▶ _WHAT IS ASKED_
State how many of the lines below contain the string "face", treating uppercase and lowercase as different, and reply with only that number.

▶ _EXTRACTED MATERIAL_
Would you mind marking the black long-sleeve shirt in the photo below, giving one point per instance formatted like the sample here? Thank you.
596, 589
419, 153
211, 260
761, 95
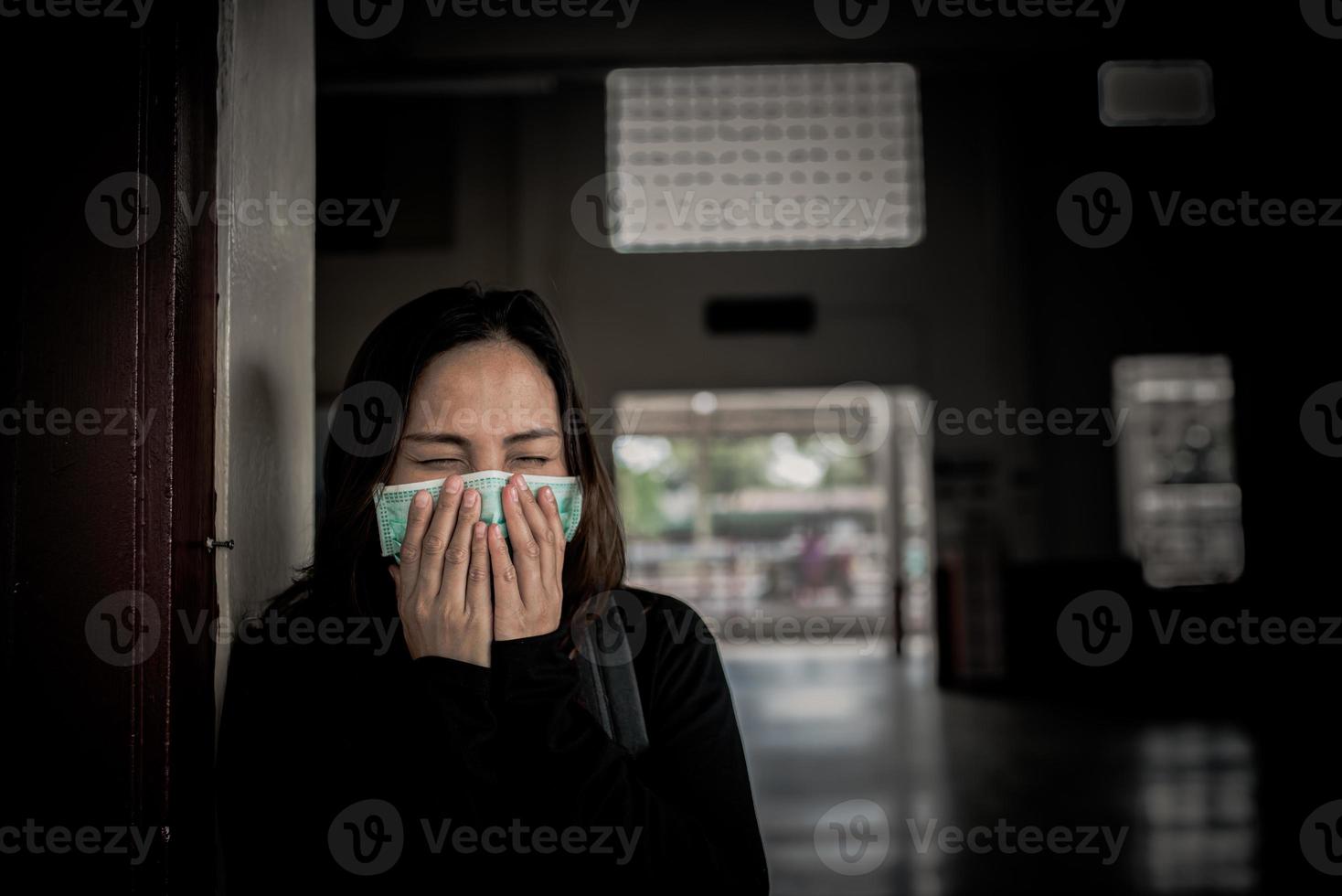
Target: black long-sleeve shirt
347, 766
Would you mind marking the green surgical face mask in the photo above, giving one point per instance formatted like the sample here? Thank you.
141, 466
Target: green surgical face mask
393, 503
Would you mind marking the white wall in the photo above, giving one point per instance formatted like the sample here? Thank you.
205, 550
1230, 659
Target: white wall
264, 433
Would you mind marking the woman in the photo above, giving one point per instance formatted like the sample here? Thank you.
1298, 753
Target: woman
392, 726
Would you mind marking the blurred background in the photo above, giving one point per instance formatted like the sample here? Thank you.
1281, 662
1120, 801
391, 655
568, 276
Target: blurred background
792, 408
1004, 473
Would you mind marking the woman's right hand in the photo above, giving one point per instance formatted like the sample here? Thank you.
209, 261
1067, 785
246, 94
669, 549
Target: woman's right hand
443, 582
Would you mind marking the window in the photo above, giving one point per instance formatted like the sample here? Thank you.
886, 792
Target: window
791, 500
1178, 496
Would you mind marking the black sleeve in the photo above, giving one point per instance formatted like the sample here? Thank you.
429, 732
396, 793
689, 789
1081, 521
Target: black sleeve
686, 798
306, 732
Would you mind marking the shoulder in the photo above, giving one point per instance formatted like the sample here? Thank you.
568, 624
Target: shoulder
666, 629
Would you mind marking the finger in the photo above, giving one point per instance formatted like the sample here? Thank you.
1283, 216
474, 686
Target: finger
552, 514
478, 580
507, 599
416, 523
527, 549
439, 534
541, 530
458, 559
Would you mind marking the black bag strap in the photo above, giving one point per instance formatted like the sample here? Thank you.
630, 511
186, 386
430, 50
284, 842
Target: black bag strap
610, 686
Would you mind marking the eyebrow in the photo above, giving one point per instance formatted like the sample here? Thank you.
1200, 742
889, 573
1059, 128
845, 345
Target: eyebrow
453, 439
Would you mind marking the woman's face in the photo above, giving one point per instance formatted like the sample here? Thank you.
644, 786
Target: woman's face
485, 405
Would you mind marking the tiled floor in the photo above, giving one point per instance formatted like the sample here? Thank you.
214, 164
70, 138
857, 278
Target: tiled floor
829, 724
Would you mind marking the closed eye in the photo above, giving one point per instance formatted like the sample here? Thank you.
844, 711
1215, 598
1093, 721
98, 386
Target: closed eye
441, 462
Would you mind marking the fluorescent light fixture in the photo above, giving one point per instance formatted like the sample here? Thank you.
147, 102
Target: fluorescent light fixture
1153, 92
764, 157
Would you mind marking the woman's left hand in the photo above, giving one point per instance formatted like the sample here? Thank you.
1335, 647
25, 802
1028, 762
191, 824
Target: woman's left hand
527, 585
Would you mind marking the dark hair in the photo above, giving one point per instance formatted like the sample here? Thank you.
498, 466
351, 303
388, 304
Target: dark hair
347, 573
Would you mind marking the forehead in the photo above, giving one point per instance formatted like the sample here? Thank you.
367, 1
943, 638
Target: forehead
499, 384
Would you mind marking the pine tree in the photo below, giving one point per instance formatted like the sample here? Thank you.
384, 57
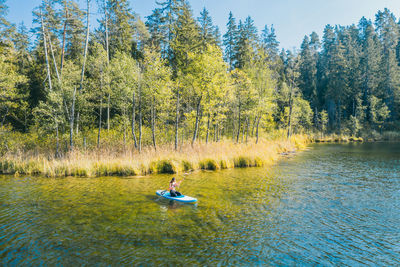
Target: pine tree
369, 62
186, 37
270, 43
247, 42
6, 28
308, 72
230, 39
208, 32
388, 33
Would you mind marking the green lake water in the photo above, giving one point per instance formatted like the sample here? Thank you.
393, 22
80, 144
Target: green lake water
335, 204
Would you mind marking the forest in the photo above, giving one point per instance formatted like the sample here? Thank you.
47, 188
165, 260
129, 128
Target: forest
172, 78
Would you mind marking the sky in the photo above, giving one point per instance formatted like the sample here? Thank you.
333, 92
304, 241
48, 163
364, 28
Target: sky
292, 19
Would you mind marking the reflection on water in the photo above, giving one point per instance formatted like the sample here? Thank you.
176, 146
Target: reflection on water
330, 205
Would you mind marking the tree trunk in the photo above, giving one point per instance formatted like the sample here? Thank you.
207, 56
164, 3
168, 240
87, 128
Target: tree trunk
258, 123
238, 132
100, 113
133, 120
243, 131
64, 37
196, 127
84, 59
57, 143
247, 128
208, 127
45, 52
86, 44
54, 59
124, 130
108, 112
177, 121
215, 133
254, 125
289, 132
4, 117
140, 119
339, 116
108, 63
153, 122
71, 121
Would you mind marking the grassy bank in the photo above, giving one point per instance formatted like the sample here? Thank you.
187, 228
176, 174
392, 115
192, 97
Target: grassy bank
214, 156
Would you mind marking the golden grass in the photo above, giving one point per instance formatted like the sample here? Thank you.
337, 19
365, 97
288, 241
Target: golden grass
337, 139
212, 156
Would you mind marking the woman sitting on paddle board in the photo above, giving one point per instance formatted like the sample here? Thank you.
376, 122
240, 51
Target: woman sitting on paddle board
172, 187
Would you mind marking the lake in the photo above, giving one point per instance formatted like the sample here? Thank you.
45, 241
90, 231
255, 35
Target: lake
333, 204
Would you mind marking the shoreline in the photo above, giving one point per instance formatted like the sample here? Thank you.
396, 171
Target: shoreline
212, 156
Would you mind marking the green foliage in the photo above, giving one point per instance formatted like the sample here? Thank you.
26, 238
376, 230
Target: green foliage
209, 164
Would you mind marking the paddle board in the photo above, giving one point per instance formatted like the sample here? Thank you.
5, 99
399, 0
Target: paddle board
182, 198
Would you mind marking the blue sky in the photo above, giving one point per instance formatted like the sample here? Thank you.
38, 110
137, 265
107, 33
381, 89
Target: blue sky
292, 19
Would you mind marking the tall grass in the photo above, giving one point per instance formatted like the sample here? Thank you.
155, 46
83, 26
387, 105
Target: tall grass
108, 162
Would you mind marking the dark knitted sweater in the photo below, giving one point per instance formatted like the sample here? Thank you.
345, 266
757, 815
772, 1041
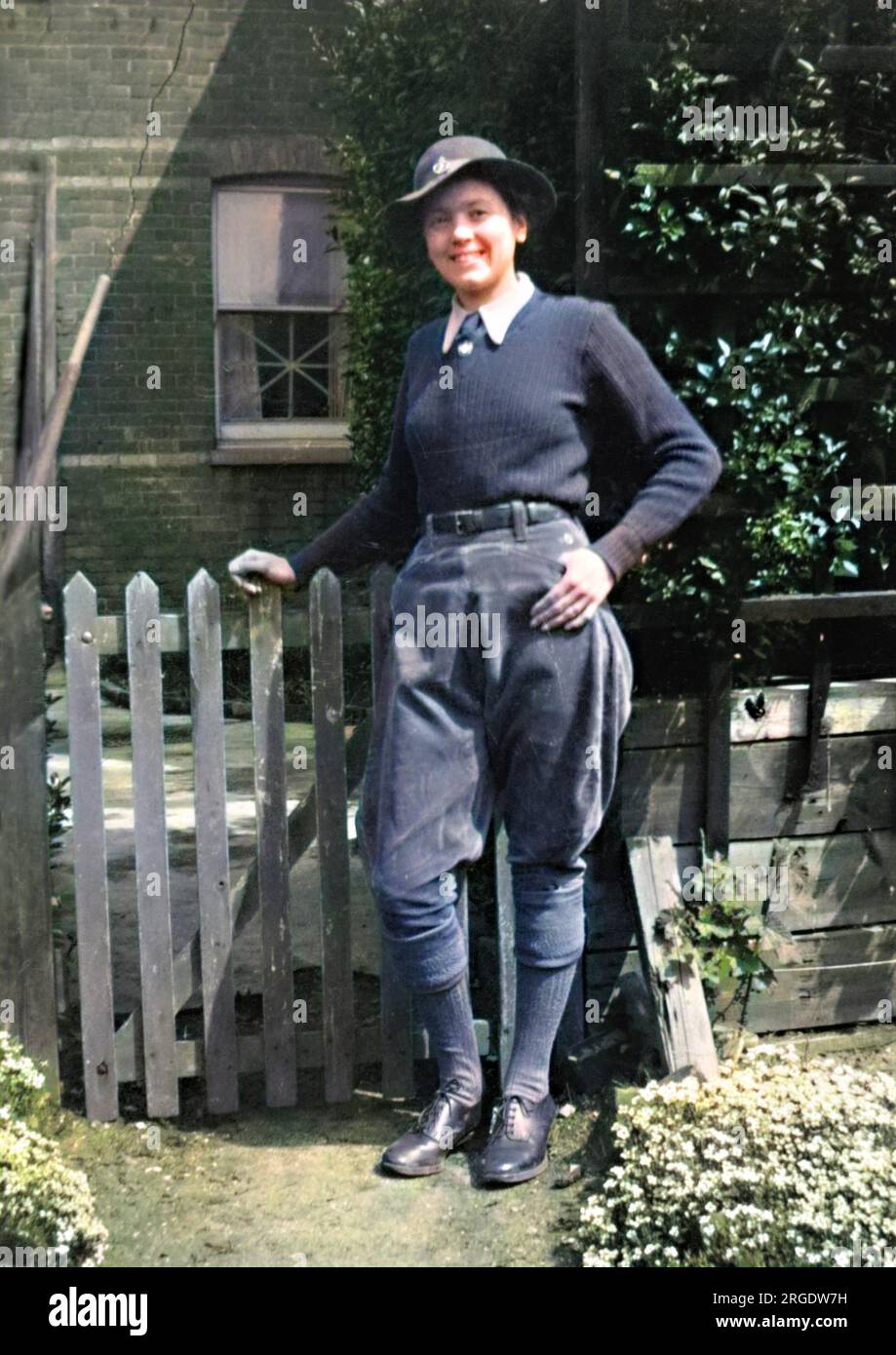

▶ _ANSWER TO THIS TASK_
4